## Set task 1
Please rewrite the stored items below, swapping "integer pixel coords" for "integer pixel coordinates" and keeping everything else the same. Leave the pictures out of your answer.

## Document extract
====
ADVERTISEMENT

Australia Is About to Elect a Labor Government

Australia Is About to Elect a Labor Government

(Bloomberg Businessweek) -- Just over a week after Australia seized the crown for the developed world’s longest stretch of uninterrupted economic growth, tens of thousands of protesters poured onto the streets to rage against their deteriorating living standards. “Workers and their families are angry,” said trade union boss Michele O’Neil as up to 170,000 people clogged some of Melbourne’s busiest streets on April 10. Chants and banners demanded wage growth, and O’Neil was clear on who was to blame: “We are going to fight to get rid of this rotten government,” she said to applause.

That boast is far from hollow. Opinion polls show the trade union-affiliated Labor Party on track for a comfortable election victory on May 18 over Prime Minister Scott Morrison’s center-right Liberal National Coalition government. Such an outcome would result in a sharp leftward political shift just as the nation’s almost 28-year growth streak runs into a soft patch.

Labor, led by former union boss Bill Shorten, is offering an ambitious program of tax cuts, rebates, and social spending increases targeted to lower-income voters. It also plans to raise the minimum wage and boost wages for working on holidays and weekends. While this might give growth a short-term lift, it would also make the already high-cost country an even more expensive place to do business.

It’s also coming at a time when household spending—which makes up almost 60 percent of gross domestic product—is looking sickly in the midst of a real estate downturn. “With a housing market that is already weakening quite substantially, I think there is a view that a number of Labor’s measures will be negative for the economy at a time when clearly growth is already disappointing and underwhelming,” says Su-Lin Ong, head of Australian economic and fixed-income strategy at Royal Bank of Canada in Sydney and a former Treasury official.

Powered by Chinese demand for resources, rapid population growth, and a homebuying binge that’s made Australians among the world’s most indebted people, the economy kept growing as other developed nations grappled with recessions. Yet there’s been a toll politically, with neither major party managing to sustain significant economic reform amid unprecedented leadership instability. Government attempts to liberalize industrial laws, reduce carbon emissions, and tax mining super-profits all failed to survive. If elected, Shorten would be the eighth prime minister in 12 years.
====
[Stored items]
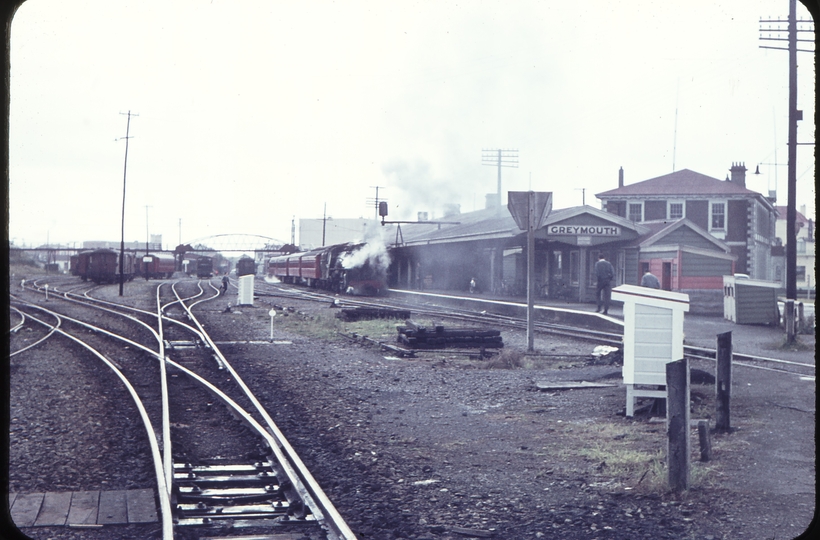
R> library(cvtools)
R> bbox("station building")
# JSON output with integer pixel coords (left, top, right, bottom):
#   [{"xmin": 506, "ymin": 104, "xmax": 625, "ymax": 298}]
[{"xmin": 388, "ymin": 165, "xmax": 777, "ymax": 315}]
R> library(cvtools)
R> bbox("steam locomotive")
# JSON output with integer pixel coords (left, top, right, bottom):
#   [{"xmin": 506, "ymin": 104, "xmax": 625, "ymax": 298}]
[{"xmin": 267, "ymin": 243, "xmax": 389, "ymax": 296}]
====
## Set task 2
Write the next part of the article on Australia's coming Labor election win, picking up after its final sentence.

## Result 1
R> library(cvtools)
R> bbox("station building")
# JSON output with integer pixel coordinates (left, top, right, bottom):
#   [{"xmin": 506, "ymin": 104, "xmax": 625, "ymax": 298}]
[{"xmin": 388, "ymin": 165, "xmax": 777, "ymax": 315}]
R> library(cvtools)
R> bbox("steam locomotive")
# JSON output with integer pixel coordinates (left, top, right, bottom):
#   [{"xmin": 506, "ymin": 104, "xmax": 625, "ymax": 298}]
[{"xmin": 267, "ymin": 243, "xmax": 389, "ymax": 296}]

## Result 2
Australia Is About to Elect a Labor Government

The last time Australia voted in a Labor government was 2007. There had been just four prime ministers in the preceding 32 years, the budget was in substantial surplus, net government debt was zero, interest rates were at 6.75 percent, GDP growth was running as high as 4.5 percent annually, and wages were growing at about 4 percent. Today the budget is forecast to squeak back into the black after more than a decade of deficits, net debt is 18 percent of GDP, and economic and wage growth have both slowed to 2.3 percent. On a per capita basis, Australia’s GDP growth streak looks a lot less impressive, making it tough for the government to claim credit for low unemployment and boosting the appeal of Shorten’s populist pledges to deliver fatter pay packets.

Shorten has laid out the most ambitious policy program by an opposition-seeking government in a generation. Along with tax cuts and wage increases, it includes an aggressive green energy plan and closes tax breaks for stock market and real estate investors. His bet is that the wealthy will lean toward voting for the conservative government no matter what he does, so there’s not much to lose by raising their taxes to fund breaks aimed at less well-off and younger voters.

Shorten’s prospects are benefiting from the infighting, scandals, and leadership instability in the ruling conservative party, which dumped right-wing hard man Tony Abbott for urbane millionaire Malcolm Turnbull, only to then oust him for the plain-speaking and proudly suburban Scott Morrison. The government is promising little more than a broad tax cut and sound fiscal management.

It’s a reversal of the traditional campaign, where the opposition tries to offer a small target and the government announces a more ambitious agenda using the benefits of incumbency to sell it. Now Labor is the one announcing bold policy changes, and Morrison is keeping things tight, warning voters they’re better off staying with the devil they know. It’s a strategy that’s proved successful in the past. The last time an opposition took such a reformist agenda to the electorate—in the so-called unlosable election of 1993—the Paul Keating-led Labor government reversed an early poll disadvantage to hold on to government by savaging the proposals.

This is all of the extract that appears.